What the task requires: Write out each record below, word for word.

Collected data:
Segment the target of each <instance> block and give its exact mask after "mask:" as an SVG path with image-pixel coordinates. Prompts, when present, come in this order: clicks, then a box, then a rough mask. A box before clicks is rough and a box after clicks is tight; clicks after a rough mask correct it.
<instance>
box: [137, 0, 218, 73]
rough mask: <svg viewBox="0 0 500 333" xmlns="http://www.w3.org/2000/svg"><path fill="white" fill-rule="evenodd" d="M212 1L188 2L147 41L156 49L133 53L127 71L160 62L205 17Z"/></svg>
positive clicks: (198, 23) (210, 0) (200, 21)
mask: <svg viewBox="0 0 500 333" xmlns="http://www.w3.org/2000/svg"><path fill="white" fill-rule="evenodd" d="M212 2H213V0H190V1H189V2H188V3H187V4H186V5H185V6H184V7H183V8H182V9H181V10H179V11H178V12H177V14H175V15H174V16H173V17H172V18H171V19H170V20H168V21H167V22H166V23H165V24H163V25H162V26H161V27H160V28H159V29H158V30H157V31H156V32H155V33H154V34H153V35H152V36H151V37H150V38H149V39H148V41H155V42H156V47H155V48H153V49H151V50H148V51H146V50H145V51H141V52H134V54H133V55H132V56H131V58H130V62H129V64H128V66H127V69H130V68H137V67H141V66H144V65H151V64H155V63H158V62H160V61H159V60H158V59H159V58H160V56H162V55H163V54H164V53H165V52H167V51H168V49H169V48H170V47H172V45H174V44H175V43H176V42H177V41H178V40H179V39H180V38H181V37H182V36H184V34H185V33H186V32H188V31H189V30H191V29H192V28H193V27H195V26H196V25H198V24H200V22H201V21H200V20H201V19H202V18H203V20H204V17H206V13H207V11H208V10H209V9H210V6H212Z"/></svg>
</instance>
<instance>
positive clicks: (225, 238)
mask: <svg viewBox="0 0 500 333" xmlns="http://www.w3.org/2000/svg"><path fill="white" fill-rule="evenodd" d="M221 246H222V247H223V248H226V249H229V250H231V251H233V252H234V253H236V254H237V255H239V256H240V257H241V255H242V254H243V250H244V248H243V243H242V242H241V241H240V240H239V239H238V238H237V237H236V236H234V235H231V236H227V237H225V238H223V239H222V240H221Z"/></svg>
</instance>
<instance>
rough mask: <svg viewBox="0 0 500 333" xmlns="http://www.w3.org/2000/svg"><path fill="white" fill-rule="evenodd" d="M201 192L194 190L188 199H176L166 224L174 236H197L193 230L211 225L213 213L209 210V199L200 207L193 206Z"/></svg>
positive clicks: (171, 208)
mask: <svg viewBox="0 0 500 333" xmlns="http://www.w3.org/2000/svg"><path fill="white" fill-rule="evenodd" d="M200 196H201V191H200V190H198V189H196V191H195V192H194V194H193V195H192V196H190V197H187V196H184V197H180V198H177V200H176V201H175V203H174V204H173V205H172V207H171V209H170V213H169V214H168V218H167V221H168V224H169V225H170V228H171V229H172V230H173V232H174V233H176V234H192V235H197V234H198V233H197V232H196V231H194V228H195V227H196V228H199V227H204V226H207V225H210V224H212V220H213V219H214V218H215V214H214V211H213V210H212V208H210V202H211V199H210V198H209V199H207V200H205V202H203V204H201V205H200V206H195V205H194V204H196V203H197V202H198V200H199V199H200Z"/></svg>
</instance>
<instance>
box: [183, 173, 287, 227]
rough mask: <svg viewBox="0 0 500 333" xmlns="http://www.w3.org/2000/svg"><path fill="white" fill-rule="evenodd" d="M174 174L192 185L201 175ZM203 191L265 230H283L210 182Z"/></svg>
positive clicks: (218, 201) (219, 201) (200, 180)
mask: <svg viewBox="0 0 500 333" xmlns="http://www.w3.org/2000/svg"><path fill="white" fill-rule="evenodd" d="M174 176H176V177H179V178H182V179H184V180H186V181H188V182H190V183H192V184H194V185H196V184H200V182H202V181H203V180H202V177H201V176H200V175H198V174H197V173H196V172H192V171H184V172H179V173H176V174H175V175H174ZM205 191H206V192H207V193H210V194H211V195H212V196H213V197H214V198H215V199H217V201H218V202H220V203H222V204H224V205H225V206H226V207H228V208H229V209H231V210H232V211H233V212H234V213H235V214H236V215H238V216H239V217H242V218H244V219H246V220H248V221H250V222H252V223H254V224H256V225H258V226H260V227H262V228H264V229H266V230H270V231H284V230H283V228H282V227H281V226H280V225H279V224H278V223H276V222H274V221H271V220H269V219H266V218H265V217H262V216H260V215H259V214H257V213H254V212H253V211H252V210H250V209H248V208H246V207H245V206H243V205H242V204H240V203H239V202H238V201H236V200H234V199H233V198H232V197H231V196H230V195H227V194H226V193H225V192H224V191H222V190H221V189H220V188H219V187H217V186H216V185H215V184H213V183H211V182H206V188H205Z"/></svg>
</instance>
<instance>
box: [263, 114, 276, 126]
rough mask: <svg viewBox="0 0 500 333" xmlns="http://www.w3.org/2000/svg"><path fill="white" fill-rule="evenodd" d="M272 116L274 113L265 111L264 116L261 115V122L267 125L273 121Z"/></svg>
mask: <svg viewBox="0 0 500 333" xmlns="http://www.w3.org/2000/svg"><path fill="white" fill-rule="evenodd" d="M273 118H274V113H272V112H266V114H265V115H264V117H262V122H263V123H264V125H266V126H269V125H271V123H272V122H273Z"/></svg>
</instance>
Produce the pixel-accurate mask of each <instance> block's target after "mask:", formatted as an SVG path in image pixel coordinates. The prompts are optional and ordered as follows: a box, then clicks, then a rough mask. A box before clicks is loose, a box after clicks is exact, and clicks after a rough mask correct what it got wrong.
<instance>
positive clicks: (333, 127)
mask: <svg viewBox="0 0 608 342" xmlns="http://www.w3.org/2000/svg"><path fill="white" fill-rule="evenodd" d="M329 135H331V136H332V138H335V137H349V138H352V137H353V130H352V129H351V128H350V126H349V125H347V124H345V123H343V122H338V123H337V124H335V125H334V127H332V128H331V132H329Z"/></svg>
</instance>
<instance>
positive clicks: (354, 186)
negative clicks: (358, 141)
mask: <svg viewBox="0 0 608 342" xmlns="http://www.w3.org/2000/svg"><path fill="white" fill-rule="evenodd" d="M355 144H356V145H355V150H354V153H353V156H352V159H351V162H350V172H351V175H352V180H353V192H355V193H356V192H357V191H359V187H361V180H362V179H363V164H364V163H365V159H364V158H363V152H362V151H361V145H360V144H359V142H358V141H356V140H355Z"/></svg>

Exercise result:
Segment the target of each <instance> block and give its exact mask after "mask:" as an SVG path with image-pixel coordinates. Prompts, when present, come in this order: clicks, then a box, then a rough mask. A box before clicks is rough and a box after clicks is tight; clicks after a rough mask correct it.
<instance>
box: [137, 0, 218, 73]
rough mask: <svg viewBox="0 0 500 333" xmlns="http://www.w3.org/2000/svg"><path fill="white" fill-rule="evenodd" d="M212 1L188 2L147 41L156 49L133 53L127 71L160 62L205 17Z"/></svg>
positive clicks: (198, 23) (210, 0) (200, 21)
mask: <svg viewBox="0 0 500 333" xmlns="http://www.w3.org/2000/svg"><path fill="white" fill-rule="evenodd" d="M212 2H213V0H190V1H189V2H188V3H187V4H186V5H185V6H184V7H183V8H182V9H181V10H179V11H178V12H177V14H175V15H174V16H173V17H172V18H171V19H170V20H168V21H167V22H166V23H165V24H163V25H162V26H161V27H160V28H159V29H158V30H157V31H156V32H155V33H154V34H153V35H152V36H151V37H150V38H149V39H148V41H155V42H156V47H155V48H153V49H151V50H148V51H146V50H145V51H141V52H134V54H133V55H132V56H131V58H130V62H129V64H128V66H127V69H130V68H137V67H141V66H144V65H151V64H155V63H158V62H160V61H159V60H158V59H159V58H160V56H162V55H163V54H164V53H165V52H167V51H168V49H169V48H170V47H172V45H174V44H175V43H176V42H177V41H178V40H179V39H180V38H181V37H182V36H184V34H185V33H186V32H188V31H189V30H191V29H192V28H193V27H195V26H196V25H198V24H200V22H201V21H200V20H201V19H202V18H203V20H204V17H206V13H207V11H208V10H209V9H210V6H212Z"/></svg>
</instance>
<instance>
positive clicks: (225, 238)
mask: <svg viewBox="0 0 500 333" xmlns="http://www.w3.org/2000/svg"><path fill="white" fill-rule="evenodd" d="M221 246H222V247H223V248H226V249H229V250H231V251H233V252H234V253H236V254H237V255H239V256H240V257H241V255H242V254H243V250H244V248H243V243H242V242H241V241H240V240H239V239H238V238H237V237H236V236H234V235H231V236H227V237H225V238H223V239H222V240H221Z"/></svg>
</instance>
<instance>
rough mask: <svg viewBox="0 0 500 333" xmlns="http://www.w3.org/2000/svg"><path fill="white" fill-rule="evenodd" d="M201 192L194 190L188 199H176L166 224L174 236H197L193 230L211 225L213 213L209 210V199L200 207L193 206Z"/></svg>
positive clicks: (171, 208)
mask: <svg viewBox="0 0 500 333" xmlns="http://www.w3.org/2000/svg"><path fill="white" fill-rule="evenodd" d="M200 196H201V191H200V190H198V189H196V191H195V192H194V194H193V195H192V196H190V197H187V196H184V197H180V198H177V200H176V201H175V203H174V204H173V205H172V207H171V209H170V213H169V214H168V218H167V221H168V224H169V225H170V228H171V229H172V230H173V232H174V233H176V234H192V235H197V234H198V233H197V232H196V231H194V228H195V227H196V228H199V227H204V226H207V225H210V224H212V220H213V219H214V218H215V214H214V211H213V210H212V208H210V202H211V199H210V198H209V199H207V200H205V202H203V204H201V205H200V206H195V205H194V204H196V203H197V202H198V200H199V199H200Z"/></svg>
</instance>
<instance>
box: [183, 173, 287, 227]
rough mask: <svg viewBox="0 0 500 333" xmlns="http://www.w3.org/2000/svg"><path fill="white" fill-rule="evenodd" d="M174 174L192 185L201 175ZM203 191L265 230H283L210 182Z"/></svg>
positive clicks: (218, 201) (219, 201) (200, 180)
mask: <svg viewBox="0 0 500 333" xmlns="http://www.w3.org/2000/svg"><path fill="white" fill-rule="evenodd" d="M174 176H176V177H179V178H182V179H184V180H186V181H188V182H190V183H192V184H194V185H196V184H200V182H202V181H203V180H202V177H201V176H200V175H198V174H197V173H196V172H192V171H184V172H179V173H176V174H175V175H174ZM205 191H206V192H207V193H210V194H211V195H212V196H213V197H214V198H215V199H217V201H218V202H220V203H222V204H224V205H225V206H226V207H228V208H229V209H231V210H232V211H233V212H234V213H235V214H236V215H238V216H239V217H242V218H244V219H246V220H248V221H250V222H252V223H254V224H256V225H258V226H260V227H262V228H264V229H266V230H270V231H284V230H283V228H282V227H281V226H280V225H279V224H278V223H276V222H274V221H271V220H269V219H266V218H265V217H262V216H260V215H259V214H257V213H254V212H253V211H252V210H250V209H248V208H246V207H245V206H243V205H242V204H240V203H239V202H238V201H236V200H234V199H233V198H232V197H231V196H230V195H227V194H226V193H225V192H224V191H222V190H221V189H220V188H219V187H217V186H216V185H215V184H213V183H211V182H206V188H205Z"/></svg>
</instance>
<instance>
box: [263, 114, 276, 126]
rough mask: <svg viewBox="0 0 500 333" xmlns="http://www.w3.org/2000/svg"><path fill="white" fill-rule="evenodd" d="M272 116L274 113L265 111L264 116L261 115V122L267 125L273 121Z"/></svg>
mask: <svg viewBox="0 0 500 333" xmlns="http://www.w3.org/2000/svg"><path fill="white" fill-rule="evenodd" d="M273 118H274V113H272V112H266V114H265V115H264V117H262V122H263V123H264V125H266V126H269V125H271V123H272V122H273Z"/></svg>
</instance>
Produce the pixel-accurate mask of each <instance> block's target after "mask:", formatted as an SVG path in image pixel coordinates. The prompts are optional and ordered as follows: a box, then clicks, then a rough mask. A box before clicks is loose, a box after clicks is exact, and clicks after a rough mask correct what it got wrong.
<instance>
positive clicks: (333, 127)
mask: <svg viewBox="0 0 608 342" xmlns="http://www.w3.org/2000/svg"><path fill="white" fill-rule="evenodd" d="M329 135H331V136H332V138H335V137H349V138H352V137H353V130H352V129H351V128H350V126H349V125H347V124H345V123H343V122H338V123H337V124H335V125H334V127H332V128H331V132H329Z"/></svg>
</instance>
<instance>
positive clicks: (354, 186)
negative clicks: (358, 141)
mask: <svg viewBox="0 0 608 342" xmlns="http://www.w3.org/2000/svg"><path fill="white" fill-rule="evenodd" d="M355 144H356V145H355V150H354V153H353V156H352V159H351V162H350V172H351V175H352V180H353V192H355V193H356V192H357V191H359V187H361V180H362V179H363V164H364V163H365V159H364V158H363V152H362V151H361V145H360V144H359V142H358V141H356V140H355Z"/></svg>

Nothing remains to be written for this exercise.